REQUISITOS DO EXERCÍCIO:
• a. Segundo o trecho citado, quem é o presidente estadual do PT?
• b. Reproduza literalmente o trecho citado desde “O PT retomou” até “(PT) para presidente.”, inclusive.
• c. Liste todas as pessoas mencionadas pelo nome no trecho citado.

TRECHO CITADO:
====
O PT retomou a aliança com os socialistas em 2018, quando a candidatura da hoje deputada federal Marília Arraes (PT) foi rifada em prol do apoio dos petistas à reeleição de Paulo Câmara (PSB) e do apoio do PSB à candidatura de Fernando Haddad (PT) para presidente.
O PT de Pernambuco oficializou, na manhã desta quinta-feira (14), sua saída da base do governo de Pernambuco. O partido retomou a aliança com os socialistas em 2018, quando a candidatura da hoje deputada federal Marília Arraes (PT) foi rifada em prol do apoio dos petistas à reeleição de Paulo Câmara (PSB) e do apoio do PSB à candidatura de Fernando Haddad (PT) para a Presidência da República. Com as eleições municipais de 2020 e o lançamento da postulação de Marília no Recife, a pressão para que a sigla entregasse os cargos que possuía no Estado cresceu, culminando, hoje, com o desembarque da Frente Popular.
“Como resultado de debates internos sobre a continuidade da participação do Partido dos Trabalhadores no Governo do Estado, decidimos deixar os cargos que o PT ocupa na atual gestão(PSB-PE). Nossa participação na gestão foi uma decorrência natural da aliança que celebramos com o PSB em 2018 e que teve resultados extremamente positivos para ambos os partidos, entre os quais as reeleições do governador Paulo Câmara no primeiro turno e do senador Humberto Costa, além da significativa contribuição ao desempenho eleitoral de Fernando Haddad no primeiro e segundo turnos das eleições presidenciais”, afirmou o deputado estadual Doriel Barros, presidente estadual do PT, através de nota.
====
DADOS ARMAZENADOS:
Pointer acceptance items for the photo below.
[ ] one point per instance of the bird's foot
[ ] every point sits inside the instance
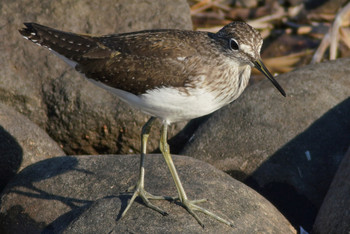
====
CONJUNTO DE RESPOSTAS:
• a. O deputado estadual Doriel Barros.

• b.
O PT retomou a aliança com os socialistas em 2018, quando a candidatura da hoje deputada federal Marília Arraes (PT) foi rifada em prol do apoio dos petistas à reeleição de Paulo Câmara (PSB) e do apoio do PSB à candidatura de Fernando Haddad (PT) para presidente.

• c. Marília Arraes; Paulo Câmara; Fernando Haddad; Humberto Costa; Doriel Barros.